* **READING TEXT**:
§

Lecture

Failed Statebuilding versus Peace Formation?

Oliver Richmond (The University of Manchester)

May 3, 2013, 11h00

Keynes Room, Faculty of Economics | University of Coimbra

Abstract

This discussion outlines the often-countervailing forces and norms of state formation, statebuilding, and peacebuilding according to their associated theoretical approaches. It introduces a new concept of ‘peace formation’, which counterbalances a reliance on internal violent or externalised institutions' agency, reform and conditionality. Without incorporating a better understanding of the multiple and often critical agencies involved in peace formation, the states emerging from statebuilding will remain as they are- failed by design. This is because they are founded on externalised systems, legitimacy and norms rather than a contextual, critical, and emancipatory epistemology of peace. Engaging with the processes of peace formation may aid international actors in gaining a better understanding of the roots of a conflict, how local actors may be assisted, how violence and power-seeking may be ended or managed, and how local legitimacy may emerge.

§

* **SUPPLIED INFORMATION**:

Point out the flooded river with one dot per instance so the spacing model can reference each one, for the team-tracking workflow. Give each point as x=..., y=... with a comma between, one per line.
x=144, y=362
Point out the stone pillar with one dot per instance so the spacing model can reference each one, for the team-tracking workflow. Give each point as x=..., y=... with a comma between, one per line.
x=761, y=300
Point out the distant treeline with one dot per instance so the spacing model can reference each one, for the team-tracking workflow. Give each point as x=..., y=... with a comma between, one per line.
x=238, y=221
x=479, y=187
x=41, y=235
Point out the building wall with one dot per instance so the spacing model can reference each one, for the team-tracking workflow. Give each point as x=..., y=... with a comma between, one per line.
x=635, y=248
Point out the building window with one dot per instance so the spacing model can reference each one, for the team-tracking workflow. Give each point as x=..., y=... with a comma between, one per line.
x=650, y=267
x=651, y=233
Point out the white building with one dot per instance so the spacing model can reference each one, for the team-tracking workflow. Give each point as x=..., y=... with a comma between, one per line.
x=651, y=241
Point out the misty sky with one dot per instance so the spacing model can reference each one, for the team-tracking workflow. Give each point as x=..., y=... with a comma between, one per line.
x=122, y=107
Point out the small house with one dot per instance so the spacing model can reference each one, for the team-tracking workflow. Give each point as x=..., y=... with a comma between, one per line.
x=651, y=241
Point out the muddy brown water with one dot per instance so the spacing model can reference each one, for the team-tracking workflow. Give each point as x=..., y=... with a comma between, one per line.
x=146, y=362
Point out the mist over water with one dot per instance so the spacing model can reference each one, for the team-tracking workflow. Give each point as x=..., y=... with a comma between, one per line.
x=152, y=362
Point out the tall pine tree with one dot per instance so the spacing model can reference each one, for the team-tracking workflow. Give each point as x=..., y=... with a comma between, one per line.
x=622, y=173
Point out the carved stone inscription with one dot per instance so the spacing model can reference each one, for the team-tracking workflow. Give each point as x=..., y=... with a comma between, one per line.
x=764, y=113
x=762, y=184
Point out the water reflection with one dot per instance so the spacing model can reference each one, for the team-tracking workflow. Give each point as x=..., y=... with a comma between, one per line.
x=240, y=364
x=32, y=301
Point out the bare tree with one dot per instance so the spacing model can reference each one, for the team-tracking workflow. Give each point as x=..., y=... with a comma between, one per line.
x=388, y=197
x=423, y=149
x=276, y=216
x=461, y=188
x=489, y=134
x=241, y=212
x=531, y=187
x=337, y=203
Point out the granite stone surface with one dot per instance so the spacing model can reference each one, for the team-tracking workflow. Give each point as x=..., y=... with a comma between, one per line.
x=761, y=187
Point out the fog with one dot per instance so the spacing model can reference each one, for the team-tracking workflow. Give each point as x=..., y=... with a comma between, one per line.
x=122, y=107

§

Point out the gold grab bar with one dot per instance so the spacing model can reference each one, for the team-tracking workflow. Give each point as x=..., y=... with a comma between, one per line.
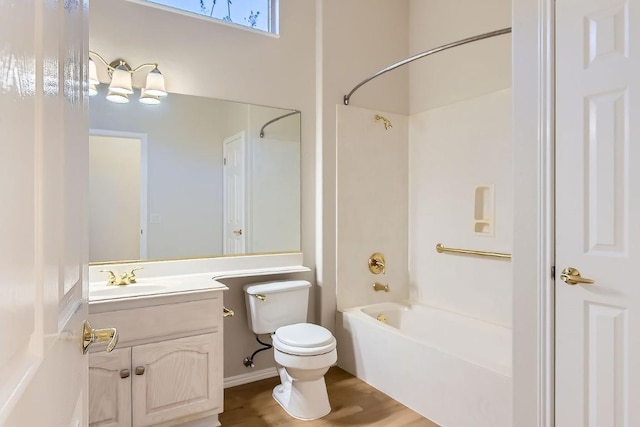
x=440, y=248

§

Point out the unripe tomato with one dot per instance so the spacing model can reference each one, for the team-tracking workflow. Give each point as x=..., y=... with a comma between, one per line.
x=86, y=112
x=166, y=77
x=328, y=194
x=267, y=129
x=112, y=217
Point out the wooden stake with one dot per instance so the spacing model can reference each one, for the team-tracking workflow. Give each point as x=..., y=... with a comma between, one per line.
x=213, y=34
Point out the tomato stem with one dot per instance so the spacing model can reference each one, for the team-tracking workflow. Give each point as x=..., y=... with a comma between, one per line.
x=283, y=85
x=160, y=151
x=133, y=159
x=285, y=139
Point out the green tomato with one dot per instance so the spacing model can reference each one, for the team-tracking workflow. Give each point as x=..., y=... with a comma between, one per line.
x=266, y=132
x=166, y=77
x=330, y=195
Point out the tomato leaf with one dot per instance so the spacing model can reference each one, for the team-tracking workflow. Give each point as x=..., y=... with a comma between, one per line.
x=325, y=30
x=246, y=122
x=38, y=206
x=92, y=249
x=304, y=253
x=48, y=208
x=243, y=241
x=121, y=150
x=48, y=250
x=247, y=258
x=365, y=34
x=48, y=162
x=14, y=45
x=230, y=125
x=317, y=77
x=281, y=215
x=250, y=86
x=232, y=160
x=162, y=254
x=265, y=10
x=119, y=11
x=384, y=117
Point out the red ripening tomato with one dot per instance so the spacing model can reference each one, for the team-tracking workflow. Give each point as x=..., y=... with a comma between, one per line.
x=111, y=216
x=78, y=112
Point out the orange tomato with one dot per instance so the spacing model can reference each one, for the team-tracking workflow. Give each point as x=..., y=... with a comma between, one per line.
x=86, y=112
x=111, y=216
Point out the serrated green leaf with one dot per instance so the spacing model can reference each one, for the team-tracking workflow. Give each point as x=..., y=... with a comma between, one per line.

§

* **DIRECTION A**: In the abstract on statebuilding and peace formation, what new concept is introduced?
* **DIRECTION B**: Resume the abstract on statebuilding and peace formation from its final sentence and carry it forward.

* **REPLY A**: The abstract introduces the concept of "peace formation."

* **REPLY B**:
Bio

Oliver Richmond's primary area of expertise is in peace and conflict theory, and in particular its interlinkages with IR theory. Recently, he has become interested in local forms of critical agency and resistance, and their role in constructing hybrid or post-liberal forms of peace and states (see A Post-Liberal Peace, 2011). He is interested in how critical approaches to international theory impact upon debates about conflict and peace, and in concepts of peace and their implicit usages in IR theory (see his book, Peace in International Relations, Routledge 2008). His well known book, The Transformation of Peace was published in 2005/7 and was funded by a Leverhulme Fellowship. It examined the conceptualisation of peace, and in particular the construction of the 'liberal peace', in post-conflict zones. A later volume called 'Liberal Peace Transitions: Between Peacebuilding and Statebuilding' was derived from the Liberal Peace Transitions project at CPCS (2006-8) which resulted from 'Transformation of Peace'. Since his critical work on the liberal peace was first published he has become interested in hybridity, the ‘local’, resistance, and other forms of agency in peacebuilding, as well as their impact on shaping a 'post-liberal peace' (A Post-Liberal Peace, Routledge, 2011). He is now working on a book project on the relationship of the state with local processes of 'peace formation' and international 'peace enablement' (Failed Statebuilding and Peace Formation, Yale University Press, forthcoming, 2013). Finally, he edits a Palgrave Book Series called Rethinking Peace and Conflict Studies, which seeks to provide a forum for the development of new and alternative approaches for understanding the dynamics of conflict and of the construction of peace. He is also on the editorial board of the Review of International Studies.

Activity within the Doctoral Programme "International Politics and Conflict Resolution" and the research group Humanities, Migration and Peace Studies (NHUMEP)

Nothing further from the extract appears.